■ What you are asked to do ■
Exactly as they appear, copy the lines of the listing from the one containing "Mark the region of each instance of the <item>gray" through the final line, both included, and nothing else.

Data entries
◆ ◆ ◆

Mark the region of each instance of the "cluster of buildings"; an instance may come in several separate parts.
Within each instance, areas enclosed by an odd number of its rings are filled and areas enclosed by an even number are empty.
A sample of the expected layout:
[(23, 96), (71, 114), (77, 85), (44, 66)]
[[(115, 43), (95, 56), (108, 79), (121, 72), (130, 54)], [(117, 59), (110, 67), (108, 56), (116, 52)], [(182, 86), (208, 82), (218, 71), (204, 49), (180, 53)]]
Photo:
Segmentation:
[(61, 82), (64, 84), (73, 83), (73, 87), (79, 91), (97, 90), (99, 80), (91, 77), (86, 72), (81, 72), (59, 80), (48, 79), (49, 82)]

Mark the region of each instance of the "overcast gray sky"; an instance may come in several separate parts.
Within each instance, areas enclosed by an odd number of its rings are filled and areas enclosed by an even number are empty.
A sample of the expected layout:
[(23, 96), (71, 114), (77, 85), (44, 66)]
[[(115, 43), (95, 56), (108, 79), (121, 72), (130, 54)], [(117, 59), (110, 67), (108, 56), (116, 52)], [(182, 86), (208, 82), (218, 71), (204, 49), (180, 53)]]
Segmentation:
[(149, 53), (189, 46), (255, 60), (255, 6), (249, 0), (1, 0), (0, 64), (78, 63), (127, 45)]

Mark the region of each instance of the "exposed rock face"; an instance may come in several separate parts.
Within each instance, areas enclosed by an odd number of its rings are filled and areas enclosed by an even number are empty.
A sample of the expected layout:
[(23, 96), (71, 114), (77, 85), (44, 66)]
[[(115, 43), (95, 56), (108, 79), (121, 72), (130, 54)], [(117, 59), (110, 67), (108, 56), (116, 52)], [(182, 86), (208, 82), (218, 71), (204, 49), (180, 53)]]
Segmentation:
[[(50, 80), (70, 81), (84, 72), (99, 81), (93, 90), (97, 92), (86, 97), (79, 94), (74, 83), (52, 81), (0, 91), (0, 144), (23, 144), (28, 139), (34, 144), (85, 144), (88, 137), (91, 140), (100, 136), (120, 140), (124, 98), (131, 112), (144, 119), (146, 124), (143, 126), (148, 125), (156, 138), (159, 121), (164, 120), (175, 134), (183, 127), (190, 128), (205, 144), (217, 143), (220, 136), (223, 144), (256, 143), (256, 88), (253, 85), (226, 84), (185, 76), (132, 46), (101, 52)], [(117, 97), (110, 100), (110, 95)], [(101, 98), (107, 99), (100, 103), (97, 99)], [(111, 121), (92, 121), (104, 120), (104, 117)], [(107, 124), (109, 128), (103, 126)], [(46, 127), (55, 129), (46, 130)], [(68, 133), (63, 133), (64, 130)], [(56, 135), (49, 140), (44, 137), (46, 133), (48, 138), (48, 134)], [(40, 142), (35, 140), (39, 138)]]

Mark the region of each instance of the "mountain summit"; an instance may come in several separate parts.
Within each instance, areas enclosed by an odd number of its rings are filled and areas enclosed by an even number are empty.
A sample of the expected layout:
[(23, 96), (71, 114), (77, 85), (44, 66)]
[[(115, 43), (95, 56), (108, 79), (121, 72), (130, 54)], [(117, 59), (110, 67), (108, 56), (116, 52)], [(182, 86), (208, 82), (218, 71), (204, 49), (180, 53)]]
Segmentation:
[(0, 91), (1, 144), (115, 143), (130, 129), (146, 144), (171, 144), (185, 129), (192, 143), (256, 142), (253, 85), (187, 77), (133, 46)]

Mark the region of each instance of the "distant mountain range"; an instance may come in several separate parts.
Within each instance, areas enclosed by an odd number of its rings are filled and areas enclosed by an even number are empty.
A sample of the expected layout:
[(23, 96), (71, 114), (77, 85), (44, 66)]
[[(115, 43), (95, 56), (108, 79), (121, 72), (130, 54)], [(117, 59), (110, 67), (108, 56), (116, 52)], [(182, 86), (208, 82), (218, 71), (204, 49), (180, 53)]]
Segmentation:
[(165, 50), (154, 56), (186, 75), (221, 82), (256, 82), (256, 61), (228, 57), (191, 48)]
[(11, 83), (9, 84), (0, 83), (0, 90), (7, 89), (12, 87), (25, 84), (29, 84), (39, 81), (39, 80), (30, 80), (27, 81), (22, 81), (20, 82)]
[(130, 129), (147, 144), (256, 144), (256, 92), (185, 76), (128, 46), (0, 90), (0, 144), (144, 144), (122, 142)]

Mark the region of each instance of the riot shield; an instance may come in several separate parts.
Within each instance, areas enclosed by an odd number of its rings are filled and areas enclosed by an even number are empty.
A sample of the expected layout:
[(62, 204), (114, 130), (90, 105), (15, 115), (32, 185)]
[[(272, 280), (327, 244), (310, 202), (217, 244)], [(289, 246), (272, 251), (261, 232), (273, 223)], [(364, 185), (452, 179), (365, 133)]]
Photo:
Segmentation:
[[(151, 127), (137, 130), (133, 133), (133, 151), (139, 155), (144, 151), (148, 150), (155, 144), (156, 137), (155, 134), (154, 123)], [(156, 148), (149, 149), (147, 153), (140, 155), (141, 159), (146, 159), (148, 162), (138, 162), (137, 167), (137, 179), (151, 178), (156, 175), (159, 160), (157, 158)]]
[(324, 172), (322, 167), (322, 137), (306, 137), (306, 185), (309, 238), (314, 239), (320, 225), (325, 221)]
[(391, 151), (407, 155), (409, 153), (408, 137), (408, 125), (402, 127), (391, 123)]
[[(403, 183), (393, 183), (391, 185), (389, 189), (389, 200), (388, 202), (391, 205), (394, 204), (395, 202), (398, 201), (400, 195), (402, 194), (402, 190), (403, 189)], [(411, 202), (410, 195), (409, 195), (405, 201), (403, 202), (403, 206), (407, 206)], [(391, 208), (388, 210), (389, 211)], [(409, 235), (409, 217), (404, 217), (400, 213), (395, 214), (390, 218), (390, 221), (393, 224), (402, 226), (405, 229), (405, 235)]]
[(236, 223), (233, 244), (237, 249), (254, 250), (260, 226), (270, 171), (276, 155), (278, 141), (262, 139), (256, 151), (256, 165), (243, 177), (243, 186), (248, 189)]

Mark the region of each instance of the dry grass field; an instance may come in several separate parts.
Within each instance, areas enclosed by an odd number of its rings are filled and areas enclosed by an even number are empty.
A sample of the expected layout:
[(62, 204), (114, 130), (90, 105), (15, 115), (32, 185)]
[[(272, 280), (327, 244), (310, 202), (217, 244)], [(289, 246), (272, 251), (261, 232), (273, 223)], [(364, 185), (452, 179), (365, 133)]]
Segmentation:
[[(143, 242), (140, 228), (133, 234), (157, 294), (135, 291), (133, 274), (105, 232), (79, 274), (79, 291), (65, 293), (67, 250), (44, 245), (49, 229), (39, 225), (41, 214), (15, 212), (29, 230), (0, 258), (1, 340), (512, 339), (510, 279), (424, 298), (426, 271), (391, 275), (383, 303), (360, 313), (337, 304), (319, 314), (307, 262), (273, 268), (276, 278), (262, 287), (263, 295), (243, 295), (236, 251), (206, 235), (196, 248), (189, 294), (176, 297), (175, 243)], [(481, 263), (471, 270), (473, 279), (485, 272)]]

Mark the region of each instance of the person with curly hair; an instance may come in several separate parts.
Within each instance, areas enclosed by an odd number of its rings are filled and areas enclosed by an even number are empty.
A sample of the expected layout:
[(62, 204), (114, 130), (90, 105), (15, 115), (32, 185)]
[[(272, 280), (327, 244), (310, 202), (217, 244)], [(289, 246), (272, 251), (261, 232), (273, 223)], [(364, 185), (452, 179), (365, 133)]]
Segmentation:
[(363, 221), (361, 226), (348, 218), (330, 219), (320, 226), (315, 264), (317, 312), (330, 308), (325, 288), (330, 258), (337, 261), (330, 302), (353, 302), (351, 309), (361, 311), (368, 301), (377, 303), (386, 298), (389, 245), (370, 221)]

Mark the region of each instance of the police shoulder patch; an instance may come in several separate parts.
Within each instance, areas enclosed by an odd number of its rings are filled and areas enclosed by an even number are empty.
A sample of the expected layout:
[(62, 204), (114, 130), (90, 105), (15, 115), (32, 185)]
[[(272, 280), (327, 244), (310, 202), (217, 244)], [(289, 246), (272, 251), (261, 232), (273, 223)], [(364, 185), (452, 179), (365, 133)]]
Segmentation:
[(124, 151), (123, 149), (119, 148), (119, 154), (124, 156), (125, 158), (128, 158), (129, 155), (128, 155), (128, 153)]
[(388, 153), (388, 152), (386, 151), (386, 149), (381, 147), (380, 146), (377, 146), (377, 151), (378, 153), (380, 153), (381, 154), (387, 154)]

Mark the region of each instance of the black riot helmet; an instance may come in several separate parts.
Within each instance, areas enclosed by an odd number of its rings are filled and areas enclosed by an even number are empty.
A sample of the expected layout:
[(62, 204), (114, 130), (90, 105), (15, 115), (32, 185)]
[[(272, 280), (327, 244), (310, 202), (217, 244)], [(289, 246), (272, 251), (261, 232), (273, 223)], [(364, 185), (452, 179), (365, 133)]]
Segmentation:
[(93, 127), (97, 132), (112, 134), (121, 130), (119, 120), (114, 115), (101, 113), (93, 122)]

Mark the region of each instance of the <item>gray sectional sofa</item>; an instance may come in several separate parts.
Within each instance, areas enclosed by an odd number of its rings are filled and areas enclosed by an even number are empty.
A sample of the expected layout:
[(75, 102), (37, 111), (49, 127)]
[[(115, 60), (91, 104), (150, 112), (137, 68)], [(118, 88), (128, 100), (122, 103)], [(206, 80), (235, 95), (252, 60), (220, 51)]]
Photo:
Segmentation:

◆ ◆ ◆

■ Output for this exercise ■
Mark the region of each instance of the <item>gray sectional sofa</item>; an instance may come in several separate parts.
Within each instance, areas enclosed by an odd number of its rings are filled and areas enclosed by an even number are empty.
A sample of the expected layout:
[(75, 102), (37, 111), (49, 127)]
[[(115, 60), (91, 104), (150, 112), (137, 68)], [(118, 88), (128, 100), (122, 103)], [(206, 80), (235, 95), (252, 60), (220, 51)]]
Photo:
Segmentation:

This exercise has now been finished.